[Point localization data]
*** Block opens ***

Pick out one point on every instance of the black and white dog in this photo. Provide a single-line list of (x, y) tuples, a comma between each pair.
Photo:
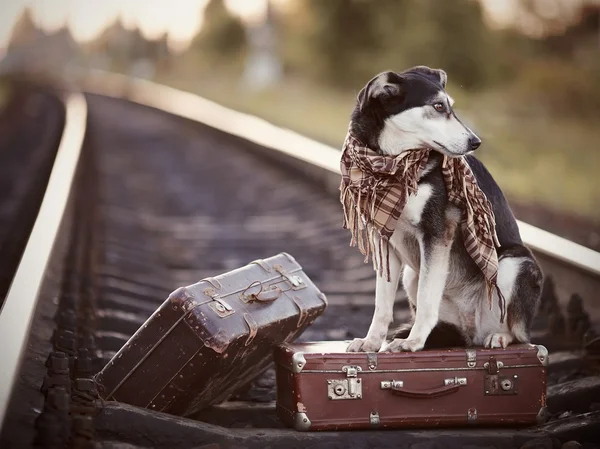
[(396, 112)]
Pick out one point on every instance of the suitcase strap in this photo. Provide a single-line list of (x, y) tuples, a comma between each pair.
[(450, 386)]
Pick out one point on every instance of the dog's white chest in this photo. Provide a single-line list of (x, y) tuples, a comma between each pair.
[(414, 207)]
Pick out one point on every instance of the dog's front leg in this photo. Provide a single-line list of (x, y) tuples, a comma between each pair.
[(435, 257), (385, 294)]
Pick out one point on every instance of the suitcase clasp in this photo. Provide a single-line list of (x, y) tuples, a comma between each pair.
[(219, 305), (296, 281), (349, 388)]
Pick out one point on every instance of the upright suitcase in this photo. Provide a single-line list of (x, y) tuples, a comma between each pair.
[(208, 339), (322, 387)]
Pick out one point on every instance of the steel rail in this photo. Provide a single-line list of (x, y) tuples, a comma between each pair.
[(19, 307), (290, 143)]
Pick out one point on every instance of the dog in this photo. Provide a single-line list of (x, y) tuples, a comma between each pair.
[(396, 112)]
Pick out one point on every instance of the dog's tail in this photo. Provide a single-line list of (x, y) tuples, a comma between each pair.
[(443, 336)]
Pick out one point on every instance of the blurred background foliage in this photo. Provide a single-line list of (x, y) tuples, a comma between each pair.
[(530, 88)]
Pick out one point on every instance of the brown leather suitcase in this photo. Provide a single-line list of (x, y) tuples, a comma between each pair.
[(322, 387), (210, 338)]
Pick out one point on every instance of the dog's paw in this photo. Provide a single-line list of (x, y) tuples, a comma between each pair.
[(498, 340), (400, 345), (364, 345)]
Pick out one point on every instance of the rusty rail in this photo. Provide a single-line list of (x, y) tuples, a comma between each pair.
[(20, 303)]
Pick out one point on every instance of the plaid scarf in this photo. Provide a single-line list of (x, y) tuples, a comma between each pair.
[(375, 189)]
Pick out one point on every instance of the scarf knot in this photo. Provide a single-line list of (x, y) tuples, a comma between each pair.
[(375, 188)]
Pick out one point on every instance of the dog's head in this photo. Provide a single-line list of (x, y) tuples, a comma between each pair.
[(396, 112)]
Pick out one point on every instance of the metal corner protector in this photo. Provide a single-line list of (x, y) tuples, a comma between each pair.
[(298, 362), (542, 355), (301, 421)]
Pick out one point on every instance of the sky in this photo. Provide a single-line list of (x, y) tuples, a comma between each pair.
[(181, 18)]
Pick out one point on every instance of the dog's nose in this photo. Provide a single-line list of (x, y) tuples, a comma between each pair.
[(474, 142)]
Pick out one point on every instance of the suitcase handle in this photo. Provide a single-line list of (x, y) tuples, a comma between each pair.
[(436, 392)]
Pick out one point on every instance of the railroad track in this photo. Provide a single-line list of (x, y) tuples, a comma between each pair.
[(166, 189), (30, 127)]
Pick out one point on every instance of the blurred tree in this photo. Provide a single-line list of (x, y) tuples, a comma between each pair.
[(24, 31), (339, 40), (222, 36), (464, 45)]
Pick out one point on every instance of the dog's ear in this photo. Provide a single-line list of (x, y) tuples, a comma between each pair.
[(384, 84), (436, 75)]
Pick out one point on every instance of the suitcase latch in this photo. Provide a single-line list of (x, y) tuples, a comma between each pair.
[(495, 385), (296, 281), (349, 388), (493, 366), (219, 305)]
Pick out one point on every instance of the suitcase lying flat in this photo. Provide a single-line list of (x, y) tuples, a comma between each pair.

*** Block closes ***

● TASK DESCRIPTION
Only the text of the records belongs in the answer; reproduce it verbatim, with no pictures.

● ANSWER SECTION
Pick out one point on every instance of the black and white dog in this photo. Provide a single-line list of (x, y) tuples, a comma between each pair.
Photo:
[(396, 112)]
Pick out one point on every instance of the suitcase strap in this photo. Provide a single-line list of (x, y) tuples, a comma between each pair.
[(450, 386)]
Pick out one point on every instance of the dog's white chest in this photo. Provide a single-line list of (x, y) tuples, a comma between each pair.
[(414, 207)]
Pick out one point on every instance of the dog's front leg in this photo. Provide a single-line list of (x, y) tuples, a comma between each pair.
[(435, 257), (385, 294)]
Pick out one point on every instance of the suitcase clasp in this photo. Provide a single-line list of (x, y) tuples, a comma between each pair.
[(219, 305), (296, 281), (349, 388)]
Pick out one point on every instance of the upright suitcase in this photo. Provide a single-line list of (x, y) tuples, a comma between each pair.
[(208, 339), (322, 387)]
Pick out one point on every instance of the steel rail in this photo. Provide a single-line list of (x, y) tuples, a comma between each pair.
[(19, 307), (290, 143)]
Pick out one point on every instance of the dog in this photo. Provide a single-line list of (x, y) tuples, a comma between each pair.
[(396, 112)]
Pick out one point on every instance of the dog's tail in this photo. Provide a single-line list of (x, y) tuples, a comma between each pair.
[(443, 336)]
Pick out one point on every instance of the blurred background foliage in this photo. Provide a single-line list of (x, y) tuples, a comma between each pair.
[(530, 88)]
Pick out one point on every instance of the brown leather suitcase in this photo. Provide a single-line list of (x, y) tuples, a comma between each pair.
[(322, 387), (210, 338)]
Pick out one point on every instance of the dog's paw in this photo. Provide a single-line list of (x, y) tuples, a comma between each pair.
[(498, 340), (400, 345), (364, 345)]
Pick out one point on every instance of the rusty rail in this photo. Provide a single-line list of (x, y) tuples, a comma between each pair.
[(20, 303)]
Pick out one point on every instance of the plaid scarf in this photo. Provide a single-line list of (x, y) tuples, a comma between each pair.
[(375, 189)]
Pick out one point on every instance of the scarf knot in this photo. Provide a single-line list of (x, y) tuples, a comma between each pair.
[(375, 188)]
Pick out one point on every instance of the dog's head in this photo. Provide a single-line list of (x, y) tuples, a comma between each pair.
[(396, 112)]
Pick out one point on every instance of the metal corner protector in this photo. Provide a single-line list of (x, y) tuples, a comma between each pair.
[(298, 362), (542, 355), (301, 421)]
Pick out one point on every instance of the sky in this photo. Provide a single-line list of (x, y) tuples, a comma between each pair.
[(181, 18)]
Pick out one point on every instance of the dog's nose in this photo. Provide a single-line list of (x, y) tuples, a comma between each pair.
[(474, 142)]
Pick out one point on every instance of the suitcase handle in this photo. Provide a single-line list of (x, y) tuples, a comma between each pair.
[(436, 392)]
Pick out one point on every instance of the railroad track in this photo. Provide a single-line list of (x, y) tuples, a comma between each pair.
[(166, 189), (30, 127)]
Pick out one point on every instance of the blurred tree in this photo. Provide a single-line list of (x, y) tuples, a comma between each pair.
[(24, 31), (339, 40), (222, 36), (464, 45)]
Pick out one point on every instance of the dog's ear in this photo. Provide a single-line list of (x, y) tuples, a comma between each pair.
[(384, 84), (436, 75)]
Pick out one point on every instance of the suitcase latch in this photo. Provide a single-line list of (x, y) tuples, a comma between each pair.
[(495, 385), (296, 281), (349, 388), (493, 366), (219, 305)]
Pick out one point on every instance of the suitcase lying flat in this photo. Provide a single-line list of (x, y) tuples, a comma between each pair.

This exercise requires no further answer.